Challenge: Rewrite everything from the start of the data down to the line containing "M 132 145 L", swapping "instance" for "occurrence" and leaving the rest untouched.

Provided records:
--- begin ---
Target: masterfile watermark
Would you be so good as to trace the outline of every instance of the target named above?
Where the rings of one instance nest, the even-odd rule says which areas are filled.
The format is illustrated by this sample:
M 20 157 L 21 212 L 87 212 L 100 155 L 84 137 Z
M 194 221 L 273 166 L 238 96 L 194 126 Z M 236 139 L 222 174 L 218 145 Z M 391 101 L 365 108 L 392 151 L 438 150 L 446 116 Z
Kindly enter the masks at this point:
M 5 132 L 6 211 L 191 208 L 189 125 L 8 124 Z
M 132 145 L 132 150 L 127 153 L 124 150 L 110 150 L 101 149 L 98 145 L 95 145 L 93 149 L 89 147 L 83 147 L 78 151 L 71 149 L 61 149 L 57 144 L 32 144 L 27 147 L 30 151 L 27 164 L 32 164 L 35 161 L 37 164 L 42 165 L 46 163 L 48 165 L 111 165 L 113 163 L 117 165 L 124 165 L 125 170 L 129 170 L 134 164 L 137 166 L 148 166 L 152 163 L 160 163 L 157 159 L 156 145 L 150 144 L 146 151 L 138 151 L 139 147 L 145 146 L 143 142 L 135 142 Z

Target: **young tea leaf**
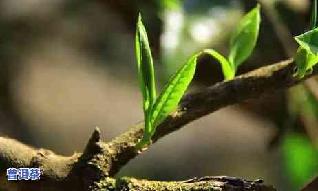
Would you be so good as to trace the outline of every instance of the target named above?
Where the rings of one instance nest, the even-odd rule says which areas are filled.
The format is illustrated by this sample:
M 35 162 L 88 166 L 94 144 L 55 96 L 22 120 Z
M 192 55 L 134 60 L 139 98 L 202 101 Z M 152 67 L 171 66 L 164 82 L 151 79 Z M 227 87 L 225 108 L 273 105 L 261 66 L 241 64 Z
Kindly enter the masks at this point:
M 229 60 L 233 71 L 252 54 L 258 38 L 261 23 L 260 5 L 250 11 L 240 21 L 230 42 Z
M 151 111 L 151 135 L 168 115 L 177 107 L 189 83 L 193 78 L 197 57 L 194 55 L 178 71 L 165 87 Z
M 318 28 L 297 36 L 295 37 L 295 40 L 308 52 L 315 55 L 318 54 Z
M 231 65 L 226 58 L 213 49 L 204 49 L 203 50 L 203 52 L 211 55 L 220 62 L 223 71 L 223 75 L 224 76 L 226 80 L 231 80 L 234 78 L 235 74 L 232 69 Z
M 310 29 L 315 29 L 316 27 L 317 23 L 317 0 L 314 0 L 312 2 L 312 10 L 311 12 L 310 16 Z
M 136 30 L 135 49 L 140 87 L 143 97 L 145 120 L 147 121 L 149 119 L 148 111 L 155 102 L 156 85 L 151 52 L 140 14 Z

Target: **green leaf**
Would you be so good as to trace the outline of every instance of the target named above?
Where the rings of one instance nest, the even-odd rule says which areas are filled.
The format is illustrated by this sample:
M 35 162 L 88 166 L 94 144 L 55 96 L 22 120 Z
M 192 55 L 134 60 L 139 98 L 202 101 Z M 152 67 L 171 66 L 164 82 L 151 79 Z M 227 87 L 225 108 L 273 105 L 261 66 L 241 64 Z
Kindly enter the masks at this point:
M 176 109 L 193 78 L 197 58 L 201 54 L 192 56 L 165 85 L 150 111 L 150 128 L 145 129 L 142 139 L 136 146 L 137 150 L 142 150 L 145 144 L 149 144 L 156 127 Z
M 318 63 L 318 56 L 315 56 L 302 47 L 299 47 L 295 60 L 297 65 L 297 76 L 299 78 L 302 78 L 305 76 L 307 71 L 312 69 L 312 67 Z
M 260 5 L 245 15 L 234 32 L 230 42 L 229 60 L 233 71 L 252 54 L 258 38 L 261 23 Z
M 289 133 L 282 142 L 286 170 L 290 182 L 300 188 L 318 172 L 318 151 L 308 137 Z
M 312 10 L 311 12 L 310 16 L 310 29 L 315 29 L 316 27 L 317 22 L 317 1 L 314 0 L 312 2 Z
M 231 65 L 226 58 L 213 49 L 204 49 L 203 50 L 203 52 L 211 55 L 220 62 L 223 71 L 223 75 L 224 76 L 226 80 L 231 80 L 234 78 L 235 74 L 232 69 Z
M 156 85 L 153 62 L 146 30 L 139 14 L 135 36 L 135 49 L 138 68 L 139 82 L 143 97 L 145 126 L 149 128 L 149 111 L 156 100 Z
M 150 133 L 154 133 L 156 127 L 176 109 L 193 78 L 197 57 L 199 55 L 199 54 L 195 54 L 190 58 L 187 63 L 172 76 L 158 98 L 151 111 L 151 123 L 153 128 Z
M 294 38 L 299 45 L 312 54 L 318 54 L 318 28 Z
M 191 56 L 171 77 L 158 98 L 151 111 L 151 123 L 153 128 L 151 132 L 149 132 L 149 133 L 154 133 L 156 127 L 176 109 L 193 78 L 198 55 Z

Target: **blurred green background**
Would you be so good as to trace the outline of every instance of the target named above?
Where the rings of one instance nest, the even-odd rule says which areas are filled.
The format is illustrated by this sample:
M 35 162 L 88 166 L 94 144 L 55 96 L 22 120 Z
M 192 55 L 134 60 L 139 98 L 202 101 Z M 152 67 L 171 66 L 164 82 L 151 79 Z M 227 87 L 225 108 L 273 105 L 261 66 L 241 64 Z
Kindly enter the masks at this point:
M 192 54 L 228 53 L 245 12 L 262 5 L 259 38 L 239 74 L 293 56 L 308 0 L 1 0 L 0 132 L 36 147 L 81 152 L 94 128 L 109 140 L 142 120 L 134 38 L 141 12 L 159 88 Z M 188 92 L 222 80 L 200 59 Z M 297 190 L 318 175 L 318 82 L 229 106 L 153 145 L 118 176 L 174 181 L 262 178 Z

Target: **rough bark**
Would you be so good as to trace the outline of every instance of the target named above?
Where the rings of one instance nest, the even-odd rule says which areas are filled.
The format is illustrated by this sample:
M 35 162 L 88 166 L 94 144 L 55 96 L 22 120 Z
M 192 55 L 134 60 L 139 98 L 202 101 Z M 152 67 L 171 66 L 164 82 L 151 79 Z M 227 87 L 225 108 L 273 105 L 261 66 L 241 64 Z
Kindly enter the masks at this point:
M 178 109 L 158 127 L 153 142 L 222 107 L 272 94 L 304 80 L 305 78 L 294 77 L 294 68 L 292 60 L 280 62 L 185 96 Z M 306 78 L 317 73 L 315 70 Z M 211 190 L 275 190 L 262 181 L 247 181 L 228 177 L 171 183 L 112 179 L 138 154 L 134 146 L 142 135 L 142 122 L 140 122 L 108 143 L 100 139 L 100 131 L 96 128 L 84 152 L 70 157 L 0 137 L 0 190 L 158 190 L 158 188 L 165 190 L 206 190 L 207 188 Z M 41 169 L 39 181 L 5 181 L 8 168 L 34 166 Z

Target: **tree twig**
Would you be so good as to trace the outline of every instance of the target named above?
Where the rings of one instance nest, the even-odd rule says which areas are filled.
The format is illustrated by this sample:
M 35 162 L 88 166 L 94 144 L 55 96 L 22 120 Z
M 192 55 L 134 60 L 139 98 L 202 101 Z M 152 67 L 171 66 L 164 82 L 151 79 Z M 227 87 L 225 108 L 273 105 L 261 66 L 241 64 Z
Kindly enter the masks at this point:
M 305 80 L 294 77 L 295 67 L 292 60 L 280 62 L 185 96 L 178 109 L 158 127 L 153 142 L 191 121 L 221 108 L 273 94 Z M 314 70 L 306 78 L 317 73 Z M 142 122 L 138 123 L 114 140 L 105 143 L 100 139 L 100 131 L 96 128 L 83 153 L 75 153 L 71 157 L 60 156 L 47 150 L 34 149 L 17 141 L 1 137 L 0 190 L 14 190 L 12 188 L 28 188 L 28 190 L 90 190 L 96 188 L 96 185 L 112 187 L 116 181 L 110 177 L 138 155 L 134 146 L 141 138 L 142 129 Z M 4 181 L 6 168 L 31 166 L 41 168 L 41 181 L 32 183 Z M 146 183 L 146 181 L 143 183 Z M 116 186 L 118 183 L 116 181 Z M 160 184 L 158 182 L 153 183 Z

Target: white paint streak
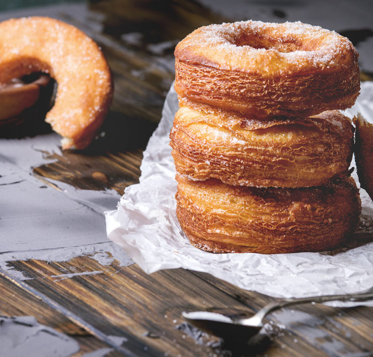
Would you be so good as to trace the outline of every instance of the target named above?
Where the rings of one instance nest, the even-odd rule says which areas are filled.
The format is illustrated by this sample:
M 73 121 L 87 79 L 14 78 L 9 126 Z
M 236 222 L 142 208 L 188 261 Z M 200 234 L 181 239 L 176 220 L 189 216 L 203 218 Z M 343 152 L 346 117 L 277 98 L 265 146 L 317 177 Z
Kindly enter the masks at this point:
M 103 271 L 95 270 L 93 272 L 83 272 L 83 273 L 71 273 L 67 274 L 59 274 L 58 275 L 51 275 L 51 278 L 58 278 L 56 279 L 55 282 L 59 282 L 61 280 L 65 280 L 68 278 L 73 277 L 80 277 L 83 275 L 96 275 L 96 274 L 102 274 L 104 273 Z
--- end ---
Output for this exercise:
Target: masterfile watermark
Would you be so good as to trace the outline of every occurrence of the target named above?
Where the rings of one occurrence nest, the even-odd rule says which areas are filled.
The format is illustrated by this sample:
M 20 157 L 21 212 L 87 212 L 100 155 L 84 137 Z
M 194 221 L 273 166 L 238 96 L 194 126 Z M 236 139 L 222 174 L 218 145 Z M 391 101 L 365 108 L 392 151 L 438 150 L 446 116 Z
Kindly enter the masks at this point:
M 5 132 L 6 211 L 191 208 L 189 125 L 8 124 Z
M 132 145 L 132 150 L 127 153 L 124 150 L 110 150 L 101 149 L 98 145 L 95 145 L 93 149 L 89 147 L 83 147 L 78 151 L 71 149 L 61 149 L 57 144 L 32 144 L 27 147 L 30 151 L 27 164 L 32 164 L 35 161 L 37 164 L 42 165 L 46 163 L 48 165 L 111 165 L 113 163 L 117 165 L 124 165 L 125 170 L 129 170 L 134 164 L 137 166 L 148 166 L 152 163 L 160 163 L 157 159 L 156 145 L 150 144 L 146 151 L 138 151 L 139 147 L 145 146 L 143 142 L 135 142 Z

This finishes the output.